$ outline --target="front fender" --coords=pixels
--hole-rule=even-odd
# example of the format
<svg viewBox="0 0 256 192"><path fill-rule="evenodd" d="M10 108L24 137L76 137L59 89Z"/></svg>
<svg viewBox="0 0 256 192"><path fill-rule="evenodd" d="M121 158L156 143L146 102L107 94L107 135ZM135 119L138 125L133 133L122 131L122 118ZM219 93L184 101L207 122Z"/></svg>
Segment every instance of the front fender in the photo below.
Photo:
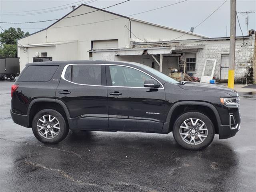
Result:
<svg viewBox="0 0 256 192"><path fill-rule="evenodd" d="M200 102L200 101L180 101L174 103L171 107L167 116L166 117L166 122L164 123L164 126L163 126L163 128L162 129L162 132L164 133L168 133L169 132L169 128L170 127L171 118L172 118L172 115L173 114L173 112L174 111L176 108L178 106L181 105L198 105L207 106L210 108L213 111L215 115L218 125L218 129L219 129L219 125L221 124L221 122L220 121L220 115L217 110L216 108L212 105L209 103L206 102Z"/></svg>

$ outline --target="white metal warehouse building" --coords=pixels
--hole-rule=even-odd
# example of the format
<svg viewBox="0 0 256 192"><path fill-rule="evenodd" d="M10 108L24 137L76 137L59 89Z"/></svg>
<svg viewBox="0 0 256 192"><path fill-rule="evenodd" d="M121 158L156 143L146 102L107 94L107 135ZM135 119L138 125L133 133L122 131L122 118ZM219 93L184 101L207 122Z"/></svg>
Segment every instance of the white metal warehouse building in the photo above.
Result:
<svg viewBox="0 0 256 192"><path fill-rule="evenodd" d="M47 28L18 39L18 57L21 70L36 57L53 61L88 60L92 59L89 50L131 48L132 42L206 37L82 4ZM152 49L152 54L158 53Z"/></svg>

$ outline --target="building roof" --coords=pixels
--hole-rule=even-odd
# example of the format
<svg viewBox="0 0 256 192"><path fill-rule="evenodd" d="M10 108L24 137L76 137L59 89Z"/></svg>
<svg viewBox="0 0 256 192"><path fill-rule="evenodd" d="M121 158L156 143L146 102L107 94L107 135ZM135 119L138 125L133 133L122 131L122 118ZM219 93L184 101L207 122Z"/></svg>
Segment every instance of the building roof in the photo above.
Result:
<svg viewBox="0 0 256 192"><path fill-rule="evenodd" d="M93 8L93 9L96 9L96 10L100 10L101 11L103 11L103 12L105 12L106 13L109 13L110 14L113 14L113 15L116 15L117 16L118 16L120 17L122 17L122 18L126 18L127 19L130 19L131 20L134 20L134 21L138 21L138 22L141 22L144 23L146 23L147 24L150 24L150 25L154 25L154 26L158 26L158 27L161 27L161 28L166 28L166 29L170 29L170 30L173 30L176 31L178 31L178 32L180 32L186 33L188 34L192 34L192 35L194 35L195 36L198 36L199 37L202 37L202 38L207 38L207 37L207 37L206 36L203 36L202 35L200 35L200 34L197 34L196 33L192 33L192 32L186 32L186 31L184 31L184 30L179 30L179 29L176 29L176 28L172 28L167 27L167 26L162 26L162 25L159 25L159 24L154 24L154 23L148 22L146 22L146 21L143 21L142 20L138 20L138 19L137 19L131 18L128 17L127 17L127 16L124 16L124 15L122 15L118 14L116 14L116 13L114 13L113 12L110 12L110 11L108 11L104 10L104 9L100 9L99 8L98 8L97 7L93 7L92 6L90 6L89 5L86 5L86 4L81 4L79 6L78 6L76 8L75 8L73 10L72 10L71 11L69 12L67 14L66 14L66 15L65 15L65 16L64 16L62 17L61 18L60 18L60 19L58 20L57 20L55 22L53 23L52 24L51 24L49 26L46 27L46 28L45 28L44 29L42 29L42 30L39 30L38 31L35 32L34 33L32 33L31 34L30 34L29 35L27 35L26 36L25 36L22 37L21 38L19 38L18 39L17 39L17 40L19 40L20 39L22 39L23 38L26 38L26 37L28 37L28 36L30 36L31 35L33 35L33 34L35 34L36 33L38 33L38 32L40 32L41 31L44 31L44 30L46 30L47 29L48 29L49 28L51 27L52 26L53 26L55 24L56 24L57 22L58 22L59 21L60 21L62 19L63 19L64 18L65 18L65 17L66 17L67 16L68 16L68 15L70 14L71 13L72 13L74 11L75 11L77 9L78 9L79 8L80 8L82 6L86 6L86 7L90 7L90 8Z"/></svg>

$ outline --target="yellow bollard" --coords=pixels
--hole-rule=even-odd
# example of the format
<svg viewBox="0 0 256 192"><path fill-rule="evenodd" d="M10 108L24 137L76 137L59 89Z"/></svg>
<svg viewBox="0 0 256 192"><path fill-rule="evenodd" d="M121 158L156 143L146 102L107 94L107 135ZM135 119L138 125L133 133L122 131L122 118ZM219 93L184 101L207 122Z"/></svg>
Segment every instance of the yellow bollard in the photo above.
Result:
<svg viewBox="0 0 256 192"><path fill-rule="evenodd" d="M228 70L228 87L234 89L234 81L235 70Z"/></svg>

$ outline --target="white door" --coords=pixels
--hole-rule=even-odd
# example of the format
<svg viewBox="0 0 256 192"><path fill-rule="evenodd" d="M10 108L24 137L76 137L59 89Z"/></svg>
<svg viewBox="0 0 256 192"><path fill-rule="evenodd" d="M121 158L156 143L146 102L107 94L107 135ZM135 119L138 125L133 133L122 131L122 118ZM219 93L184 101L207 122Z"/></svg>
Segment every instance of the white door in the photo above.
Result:
<svg viewBox="0 0 256 192"><path fill-rule="evenodd" d="M220 79L227 80L228 76L229 56L222 56L220 61Z"/></svg>
<svg viewBox="0 0 256 192"><path fill-rule="evenodd" d="M206 59L205 60L200 82L210 83L210 80L212 79L213 77L216 61L216 59Z"/></svg>
<svg viewBox="0 0 256 192"><path fill-rule="evenodd" d="M93 46L96 49L118 48L118 41L117 39L93 41Z"/></svg>

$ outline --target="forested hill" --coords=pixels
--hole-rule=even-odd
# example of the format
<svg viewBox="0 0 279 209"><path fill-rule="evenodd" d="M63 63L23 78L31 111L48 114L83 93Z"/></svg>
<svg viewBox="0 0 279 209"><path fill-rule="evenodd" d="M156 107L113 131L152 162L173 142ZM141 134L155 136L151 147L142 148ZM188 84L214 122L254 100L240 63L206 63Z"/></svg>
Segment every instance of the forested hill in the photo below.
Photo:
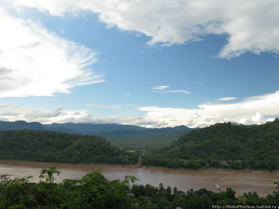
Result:
<svg viewBox="0 0 279 209"><path fill-rule="evenodd" d="M248 163L252 168L272 170L279 166L278 147L277 119L249 128L234 125L230 122L217 123L192 131L170 146L153 150L153 155L146 159L145 163L187 167L188 163L185 159L200 160L202 163L249 160L246 165Z"/></svg>
<svg viewBox="0 0 279 209"><path fill-rule="evenodd" d="M72 163L136 163L138 155L99 136L47 131L0 131L0 159Z"/></svg>

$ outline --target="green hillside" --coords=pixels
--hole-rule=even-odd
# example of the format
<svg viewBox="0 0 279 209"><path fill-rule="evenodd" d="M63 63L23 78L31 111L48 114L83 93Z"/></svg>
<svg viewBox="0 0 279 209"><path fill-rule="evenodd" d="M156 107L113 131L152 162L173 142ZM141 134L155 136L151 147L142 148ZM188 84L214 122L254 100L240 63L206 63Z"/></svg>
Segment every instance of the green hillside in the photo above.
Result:
<svg viewBox="0 0 279 209"><path fill-rule="evenodd" d="M277 119L249 128L230 122L217 123L190 131L170 146L154 150L144 163L196 168L207 163L217 166L221 160L233 164L237 163L235 160L240 160L238 165L232 167L249 165L255 169L272 170L279 166L278 147Z"/></svg>

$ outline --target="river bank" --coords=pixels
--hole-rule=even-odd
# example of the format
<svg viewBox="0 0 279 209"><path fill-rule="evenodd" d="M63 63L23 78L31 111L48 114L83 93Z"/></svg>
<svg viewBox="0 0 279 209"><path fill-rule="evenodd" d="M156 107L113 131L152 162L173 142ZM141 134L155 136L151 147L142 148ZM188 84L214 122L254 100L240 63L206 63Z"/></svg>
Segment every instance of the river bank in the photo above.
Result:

____________

▶ **PROBLEM TO WORK ON**:
List every line of the items that contains the word "above", copying each line in full. Case counts.

▶ **ANSWER TO THE PROBLEM**:
Segment every instance of the white metal warehouse building in the photo above.
Segment every instance of the building roof in the photo above.
Segment every instance of the yellow bollard in the photo above.
Segment every instance of the white door in the photo above.
Segment every instance of the green hillside in the photo above.
Segment every instance of the river bank in the photo above.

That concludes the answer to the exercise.